Turn the lines of the items into a numbered list with blank lines dropped, starting at the line containing "Identify the woman, giving" and ending at the line containing "<point>215,75</point>".

Data pulled from a collection
----------

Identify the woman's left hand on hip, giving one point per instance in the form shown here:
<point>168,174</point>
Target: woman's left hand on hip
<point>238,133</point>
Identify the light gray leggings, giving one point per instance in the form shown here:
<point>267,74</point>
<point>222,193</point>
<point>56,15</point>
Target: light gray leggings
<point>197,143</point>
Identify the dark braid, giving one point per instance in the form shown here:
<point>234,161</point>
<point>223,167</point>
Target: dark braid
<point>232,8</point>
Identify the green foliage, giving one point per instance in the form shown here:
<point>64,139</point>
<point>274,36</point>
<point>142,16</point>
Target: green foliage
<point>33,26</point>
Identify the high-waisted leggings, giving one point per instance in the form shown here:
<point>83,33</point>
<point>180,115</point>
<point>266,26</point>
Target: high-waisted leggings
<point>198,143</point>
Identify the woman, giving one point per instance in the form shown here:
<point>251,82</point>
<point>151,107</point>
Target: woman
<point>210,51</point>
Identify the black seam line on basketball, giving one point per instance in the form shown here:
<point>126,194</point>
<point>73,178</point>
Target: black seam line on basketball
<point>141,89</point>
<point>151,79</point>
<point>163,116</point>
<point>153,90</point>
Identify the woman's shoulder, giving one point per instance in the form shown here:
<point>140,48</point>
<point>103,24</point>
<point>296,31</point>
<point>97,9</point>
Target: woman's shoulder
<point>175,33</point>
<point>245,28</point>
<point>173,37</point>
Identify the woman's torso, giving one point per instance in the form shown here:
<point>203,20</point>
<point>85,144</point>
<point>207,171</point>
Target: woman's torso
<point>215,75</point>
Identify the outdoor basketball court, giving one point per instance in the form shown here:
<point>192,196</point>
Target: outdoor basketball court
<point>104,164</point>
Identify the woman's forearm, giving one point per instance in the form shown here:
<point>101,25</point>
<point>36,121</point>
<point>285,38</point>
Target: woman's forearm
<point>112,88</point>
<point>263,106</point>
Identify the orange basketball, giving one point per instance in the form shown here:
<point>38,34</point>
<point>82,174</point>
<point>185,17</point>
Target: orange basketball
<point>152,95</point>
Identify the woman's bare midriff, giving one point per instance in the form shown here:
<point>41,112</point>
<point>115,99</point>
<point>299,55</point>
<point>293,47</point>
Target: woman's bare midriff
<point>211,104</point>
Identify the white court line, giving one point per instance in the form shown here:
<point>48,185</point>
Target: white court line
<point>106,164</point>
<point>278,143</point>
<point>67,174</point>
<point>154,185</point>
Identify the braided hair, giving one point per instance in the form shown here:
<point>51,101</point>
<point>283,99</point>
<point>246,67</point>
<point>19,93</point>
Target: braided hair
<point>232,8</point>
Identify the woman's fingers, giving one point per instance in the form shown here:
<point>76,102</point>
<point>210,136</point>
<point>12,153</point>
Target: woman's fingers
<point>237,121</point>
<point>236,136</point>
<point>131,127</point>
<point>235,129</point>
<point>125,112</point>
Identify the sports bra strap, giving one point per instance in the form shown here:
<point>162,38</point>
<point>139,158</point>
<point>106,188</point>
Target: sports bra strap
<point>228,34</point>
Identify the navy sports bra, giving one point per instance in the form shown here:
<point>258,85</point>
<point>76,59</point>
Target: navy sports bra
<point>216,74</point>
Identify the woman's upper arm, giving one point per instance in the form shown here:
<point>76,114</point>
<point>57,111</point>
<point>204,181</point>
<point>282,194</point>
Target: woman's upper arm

----------

- Problem solution
1. Identify the woman, giving one point per instance in the form shown here:
2. <point>251,82</point>
3. <point>151,107</point>
4. Target: woman
5. <point>210,51</point>
6. Identify the black seam line on basketball, giving one point per instance in the form shown here:
7. <point>126,194</point>
8. <point>73,178</point>
9. Target: black seam line on basketball
10. <point>141,89</point>
11. <point>151,79</point>
12. <point>163,116</point>
13. <point>153,90</point>
14. Identify the woman's shoulder, giving one point per instance in the form shown here:
15. <point>140,48</point>
16. <point>103,24</point>
17. <point>296,31</point>
18. <point>97,9</point>
19. Target: woman's shoulder
20. <point>175,33</point>
21. <point>245,28</point>
22. <point>173,37</point>
23. Identify the woman's torso, giving one point per instance in the form shown here:
24. <point>203,20</point>
25. <point>85,144</point>
26. <point>207,171</point>
27. Target: woman's torso
28. <point>215,75</point>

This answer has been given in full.